Texte fourni –
========

(Montréal) Inconnue du public il y a seulement 18 mois, la docteure Caroline Quach-Thanh, du CHU Sainte-Justine, s’est imposée comme une des figures de proue de la lutte à la COVID-19 au Québec.

Elle a complété cette semaine son mandat de quatre ans comme présidente du Comité consultatif national de l’immunisation, le CCNI, une présidence qui restera à jamais inextricablement liée à la pire crise de santé publique du dernier siècle.

Malgré la tourmente, elle confie s’être bien amusée, ne pas avoir de regrets et quitter la tête haute.

Au lendemain de son départ, La Presse Canadienne a jasé avec celle qui assure ne pas trop savoir ce que lui réserve l’avenir — à part le fait qu’elle ne se lancera jamais en politique.

La présidence du CCNI est un poste bénévole qui ne demande habituellement que quelques heures par mois. Ça s’est transformé en poste à temps plein. Avoir su il y a quatre ans ce qui vous attendait, l’auriez-vous accepté quand même ?

========

Tâches à faire –
a - D'après l'article sur Caroline Quach-Thanh, combien de temps a duré son mandat à la présidence du Comité consultatif national de l'immunisation ?
b - Recopiez fidèlement le passage de l'article sur Caroline Quach-Thanh qui commence à « (Montréal) Inconnue du » et se termine à « COVID-19 au Québec. ».

Enregistrements conservés

========

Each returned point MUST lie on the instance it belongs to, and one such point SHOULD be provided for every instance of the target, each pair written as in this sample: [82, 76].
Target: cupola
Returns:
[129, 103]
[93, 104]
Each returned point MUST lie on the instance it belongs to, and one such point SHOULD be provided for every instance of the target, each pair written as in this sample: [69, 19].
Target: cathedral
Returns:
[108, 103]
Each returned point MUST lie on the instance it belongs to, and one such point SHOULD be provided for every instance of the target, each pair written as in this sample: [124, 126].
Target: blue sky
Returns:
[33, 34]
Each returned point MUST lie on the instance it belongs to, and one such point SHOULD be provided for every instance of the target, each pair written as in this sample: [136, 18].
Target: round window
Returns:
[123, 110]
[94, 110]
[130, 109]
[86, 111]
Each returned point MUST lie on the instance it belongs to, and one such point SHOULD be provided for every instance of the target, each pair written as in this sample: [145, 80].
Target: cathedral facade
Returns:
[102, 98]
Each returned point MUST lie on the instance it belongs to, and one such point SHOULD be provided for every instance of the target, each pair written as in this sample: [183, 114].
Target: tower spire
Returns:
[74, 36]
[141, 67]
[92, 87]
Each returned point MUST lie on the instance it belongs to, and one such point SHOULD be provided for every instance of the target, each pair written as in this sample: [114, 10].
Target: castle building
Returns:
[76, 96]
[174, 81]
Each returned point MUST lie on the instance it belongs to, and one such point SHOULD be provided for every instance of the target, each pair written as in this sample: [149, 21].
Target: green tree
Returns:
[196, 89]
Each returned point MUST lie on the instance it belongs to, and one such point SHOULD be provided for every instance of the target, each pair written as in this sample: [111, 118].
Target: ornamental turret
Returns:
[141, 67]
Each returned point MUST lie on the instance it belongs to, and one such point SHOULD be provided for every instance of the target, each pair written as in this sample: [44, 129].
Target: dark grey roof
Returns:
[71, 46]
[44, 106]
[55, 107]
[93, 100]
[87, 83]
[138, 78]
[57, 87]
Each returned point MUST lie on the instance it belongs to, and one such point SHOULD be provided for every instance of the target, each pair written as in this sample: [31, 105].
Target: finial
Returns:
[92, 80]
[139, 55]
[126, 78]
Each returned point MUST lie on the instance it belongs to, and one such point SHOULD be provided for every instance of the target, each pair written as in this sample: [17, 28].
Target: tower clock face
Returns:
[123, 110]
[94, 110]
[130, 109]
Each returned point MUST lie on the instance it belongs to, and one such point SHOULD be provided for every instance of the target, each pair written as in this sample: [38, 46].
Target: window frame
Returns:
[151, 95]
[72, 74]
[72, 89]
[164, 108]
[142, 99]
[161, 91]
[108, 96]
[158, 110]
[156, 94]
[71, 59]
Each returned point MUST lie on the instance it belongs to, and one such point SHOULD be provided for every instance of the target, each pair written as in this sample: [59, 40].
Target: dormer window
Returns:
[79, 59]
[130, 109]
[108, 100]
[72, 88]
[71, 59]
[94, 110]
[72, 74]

========

Réponses attendues –
a - Quatre ans.

b -
(Montréal) Inconnue du public il y a seulement 18 mois, la docteure Caroline Quach-Thanh, du CHU Sainte-Justine, s’est imposée comme une des figures de proue de la lutte à la COVID-19 au Québec.